Stored items from a collection:
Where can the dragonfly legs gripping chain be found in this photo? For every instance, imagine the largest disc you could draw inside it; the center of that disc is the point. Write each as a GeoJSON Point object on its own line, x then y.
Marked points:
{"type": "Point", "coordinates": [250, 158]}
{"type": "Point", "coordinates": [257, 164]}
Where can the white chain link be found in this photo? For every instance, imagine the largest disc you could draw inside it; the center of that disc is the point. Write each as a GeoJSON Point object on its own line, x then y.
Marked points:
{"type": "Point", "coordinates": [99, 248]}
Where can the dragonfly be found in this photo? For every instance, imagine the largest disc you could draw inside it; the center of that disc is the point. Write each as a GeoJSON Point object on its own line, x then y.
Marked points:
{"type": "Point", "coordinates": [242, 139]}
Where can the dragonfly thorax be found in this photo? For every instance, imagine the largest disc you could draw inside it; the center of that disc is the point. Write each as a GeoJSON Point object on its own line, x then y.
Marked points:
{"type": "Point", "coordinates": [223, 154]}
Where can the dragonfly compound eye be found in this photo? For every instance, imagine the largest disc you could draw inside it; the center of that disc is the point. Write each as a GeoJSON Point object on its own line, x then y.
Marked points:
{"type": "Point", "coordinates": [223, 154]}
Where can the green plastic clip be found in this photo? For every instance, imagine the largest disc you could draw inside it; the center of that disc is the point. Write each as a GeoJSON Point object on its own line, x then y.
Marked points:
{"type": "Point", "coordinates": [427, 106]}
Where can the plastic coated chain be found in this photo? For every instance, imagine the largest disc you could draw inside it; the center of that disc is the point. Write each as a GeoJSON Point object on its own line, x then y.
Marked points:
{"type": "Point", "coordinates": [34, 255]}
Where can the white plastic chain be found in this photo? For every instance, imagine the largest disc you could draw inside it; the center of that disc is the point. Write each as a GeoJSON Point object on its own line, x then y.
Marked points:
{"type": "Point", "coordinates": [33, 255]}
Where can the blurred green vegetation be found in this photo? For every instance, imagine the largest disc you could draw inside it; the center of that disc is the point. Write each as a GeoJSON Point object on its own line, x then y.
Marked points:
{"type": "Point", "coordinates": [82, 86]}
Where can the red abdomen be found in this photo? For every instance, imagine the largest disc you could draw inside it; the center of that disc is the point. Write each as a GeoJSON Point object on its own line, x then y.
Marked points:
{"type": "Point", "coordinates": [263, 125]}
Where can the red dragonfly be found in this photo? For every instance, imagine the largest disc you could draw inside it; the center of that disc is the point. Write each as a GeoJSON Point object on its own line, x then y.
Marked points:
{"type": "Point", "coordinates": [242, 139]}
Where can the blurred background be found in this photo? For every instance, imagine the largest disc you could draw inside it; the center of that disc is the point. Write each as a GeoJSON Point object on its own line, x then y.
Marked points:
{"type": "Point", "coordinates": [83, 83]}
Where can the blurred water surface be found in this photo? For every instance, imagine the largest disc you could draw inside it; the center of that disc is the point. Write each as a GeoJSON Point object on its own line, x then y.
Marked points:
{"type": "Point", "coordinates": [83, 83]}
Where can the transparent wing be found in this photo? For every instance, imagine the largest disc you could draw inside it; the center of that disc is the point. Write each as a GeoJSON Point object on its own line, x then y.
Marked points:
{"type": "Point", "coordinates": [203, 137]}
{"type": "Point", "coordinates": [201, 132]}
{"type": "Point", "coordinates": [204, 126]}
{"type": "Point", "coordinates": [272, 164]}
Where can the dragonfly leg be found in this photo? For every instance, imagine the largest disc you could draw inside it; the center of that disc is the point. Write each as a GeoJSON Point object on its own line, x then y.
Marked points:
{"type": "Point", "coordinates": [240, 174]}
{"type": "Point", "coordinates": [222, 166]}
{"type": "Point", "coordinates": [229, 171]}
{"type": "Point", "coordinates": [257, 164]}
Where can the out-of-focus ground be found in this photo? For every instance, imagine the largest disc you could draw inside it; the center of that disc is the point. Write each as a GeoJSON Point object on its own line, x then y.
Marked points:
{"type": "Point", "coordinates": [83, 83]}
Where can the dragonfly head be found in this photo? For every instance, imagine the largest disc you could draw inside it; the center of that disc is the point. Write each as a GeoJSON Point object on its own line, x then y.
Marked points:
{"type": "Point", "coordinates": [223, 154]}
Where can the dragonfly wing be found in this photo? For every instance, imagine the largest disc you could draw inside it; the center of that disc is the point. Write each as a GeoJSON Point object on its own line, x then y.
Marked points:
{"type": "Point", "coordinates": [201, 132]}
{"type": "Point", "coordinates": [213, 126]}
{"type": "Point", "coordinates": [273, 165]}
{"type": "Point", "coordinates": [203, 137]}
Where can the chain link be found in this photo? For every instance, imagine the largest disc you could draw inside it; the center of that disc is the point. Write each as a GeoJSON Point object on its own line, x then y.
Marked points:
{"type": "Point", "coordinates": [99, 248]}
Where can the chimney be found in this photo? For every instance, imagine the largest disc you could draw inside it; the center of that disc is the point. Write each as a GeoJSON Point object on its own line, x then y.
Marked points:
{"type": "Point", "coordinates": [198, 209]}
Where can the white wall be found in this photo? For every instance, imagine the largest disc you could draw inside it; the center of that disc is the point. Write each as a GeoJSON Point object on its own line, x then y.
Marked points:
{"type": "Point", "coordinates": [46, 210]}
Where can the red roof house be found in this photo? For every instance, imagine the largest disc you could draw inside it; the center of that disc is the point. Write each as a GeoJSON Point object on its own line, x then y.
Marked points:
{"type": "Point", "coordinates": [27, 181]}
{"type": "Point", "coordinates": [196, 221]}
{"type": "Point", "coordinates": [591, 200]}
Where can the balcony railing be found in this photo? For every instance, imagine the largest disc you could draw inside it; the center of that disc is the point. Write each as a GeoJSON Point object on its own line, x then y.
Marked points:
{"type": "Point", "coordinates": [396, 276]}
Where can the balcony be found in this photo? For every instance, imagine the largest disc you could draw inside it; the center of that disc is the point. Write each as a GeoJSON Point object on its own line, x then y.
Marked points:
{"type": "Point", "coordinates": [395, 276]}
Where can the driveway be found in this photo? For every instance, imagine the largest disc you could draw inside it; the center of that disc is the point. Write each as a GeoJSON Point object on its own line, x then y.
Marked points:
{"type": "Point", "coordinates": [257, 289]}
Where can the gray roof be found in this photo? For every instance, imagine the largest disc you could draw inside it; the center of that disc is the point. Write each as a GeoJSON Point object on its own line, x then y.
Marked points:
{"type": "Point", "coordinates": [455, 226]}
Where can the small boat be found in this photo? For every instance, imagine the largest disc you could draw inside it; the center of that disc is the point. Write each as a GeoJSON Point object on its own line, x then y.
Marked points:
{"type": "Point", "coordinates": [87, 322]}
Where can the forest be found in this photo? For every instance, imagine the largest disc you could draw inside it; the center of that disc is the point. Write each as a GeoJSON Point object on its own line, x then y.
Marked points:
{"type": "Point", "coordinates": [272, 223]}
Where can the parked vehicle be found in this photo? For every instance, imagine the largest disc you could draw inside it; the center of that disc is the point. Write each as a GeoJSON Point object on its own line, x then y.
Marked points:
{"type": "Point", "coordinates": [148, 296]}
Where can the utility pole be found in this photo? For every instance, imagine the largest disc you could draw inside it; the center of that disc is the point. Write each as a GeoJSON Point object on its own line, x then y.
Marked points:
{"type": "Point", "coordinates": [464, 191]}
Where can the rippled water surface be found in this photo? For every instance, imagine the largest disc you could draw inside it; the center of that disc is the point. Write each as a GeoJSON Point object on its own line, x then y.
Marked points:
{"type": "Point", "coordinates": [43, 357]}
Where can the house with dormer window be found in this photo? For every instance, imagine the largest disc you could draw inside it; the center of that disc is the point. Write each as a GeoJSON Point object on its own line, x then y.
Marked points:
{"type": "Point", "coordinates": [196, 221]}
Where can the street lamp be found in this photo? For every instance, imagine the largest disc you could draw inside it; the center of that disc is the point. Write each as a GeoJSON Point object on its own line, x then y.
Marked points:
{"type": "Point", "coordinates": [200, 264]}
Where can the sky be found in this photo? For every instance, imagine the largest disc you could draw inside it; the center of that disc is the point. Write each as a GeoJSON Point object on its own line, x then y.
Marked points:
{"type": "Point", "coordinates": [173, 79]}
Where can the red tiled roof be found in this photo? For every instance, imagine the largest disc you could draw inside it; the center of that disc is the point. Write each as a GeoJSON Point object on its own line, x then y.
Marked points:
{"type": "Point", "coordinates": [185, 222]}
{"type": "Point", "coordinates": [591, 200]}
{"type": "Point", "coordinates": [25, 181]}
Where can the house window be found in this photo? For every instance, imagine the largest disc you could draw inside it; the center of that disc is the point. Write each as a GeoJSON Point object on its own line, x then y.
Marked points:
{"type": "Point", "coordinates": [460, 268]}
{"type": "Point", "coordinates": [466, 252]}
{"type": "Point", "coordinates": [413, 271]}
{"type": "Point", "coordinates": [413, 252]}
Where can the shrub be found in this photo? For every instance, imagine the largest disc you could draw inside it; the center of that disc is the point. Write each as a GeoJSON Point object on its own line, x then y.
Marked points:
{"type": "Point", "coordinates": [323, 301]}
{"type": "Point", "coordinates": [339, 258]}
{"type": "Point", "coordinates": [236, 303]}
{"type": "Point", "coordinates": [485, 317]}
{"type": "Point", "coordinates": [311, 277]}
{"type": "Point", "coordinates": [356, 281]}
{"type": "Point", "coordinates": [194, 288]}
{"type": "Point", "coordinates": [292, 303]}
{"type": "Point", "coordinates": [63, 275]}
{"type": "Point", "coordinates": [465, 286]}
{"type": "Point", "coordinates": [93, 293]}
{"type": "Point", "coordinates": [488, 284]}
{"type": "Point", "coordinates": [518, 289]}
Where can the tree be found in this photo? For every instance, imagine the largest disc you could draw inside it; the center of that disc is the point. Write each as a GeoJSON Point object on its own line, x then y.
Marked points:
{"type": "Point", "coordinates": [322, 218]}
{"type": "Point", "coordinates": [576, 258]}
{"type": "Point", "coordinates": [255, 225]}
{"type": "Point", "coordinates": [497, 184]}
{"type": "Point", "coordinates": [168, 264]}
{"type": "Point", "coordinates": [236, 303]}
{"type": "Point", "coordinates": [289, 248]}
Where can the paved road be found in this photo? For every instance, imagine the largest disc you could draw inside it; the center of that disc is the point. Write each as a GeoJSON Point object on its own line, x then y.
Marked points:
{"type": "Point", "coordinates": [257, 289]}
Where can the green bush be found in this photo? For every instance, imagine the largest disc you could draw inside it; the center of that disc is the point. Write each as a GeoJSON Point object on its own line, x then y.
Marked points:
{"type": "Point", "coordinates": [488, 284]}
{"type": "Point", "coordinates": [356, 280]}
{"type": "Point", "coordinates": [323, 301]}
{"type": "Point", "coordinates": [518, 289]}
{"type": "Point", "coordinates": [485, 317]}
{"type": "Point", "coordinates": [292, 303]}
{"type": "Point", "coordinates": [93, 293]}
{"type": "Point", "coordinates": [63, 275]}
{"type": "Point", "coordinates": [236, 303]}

| OBJECTIVE |
Everything from the line with "Where can the paved" through the last line of the material above should be echoed exactly, and nothing else.

| TASK OUTPUT |
Where can the paved road be found in this photo? For every instance, imagine the largest disc you could draw inside it; the center of that disc is the point. Write each as a GeoJSON Point object on its own line, x then y.
Marked points:
{"type": "Point", "coordinates": [257, 289]}
Where can the green bush be found in this photo? For every instance, imagine the largest disc you could draw inside it; the center of that disc is the point. Write each as a GeoJSON Point object on its own line, x then y.
Marked points:
{"type": "Point", "coordinates": [488, 284]}
{"type": "Point", "coordinates": [356, 280]}
{"type": "Point", "coordinates": [323, 301]}
{"type": "Point", "coordinates": [518, 289]}
{"type": "Point", "coordinates": [485, 317]}
{"type": "Point", "coordinates": [292, 303]}
{"type": "Point", "coordinates": [93, 293]}
{"type": "Point", "coordinates": [63, 275]}
{"type": "Point", "coordinates": [236, 303]}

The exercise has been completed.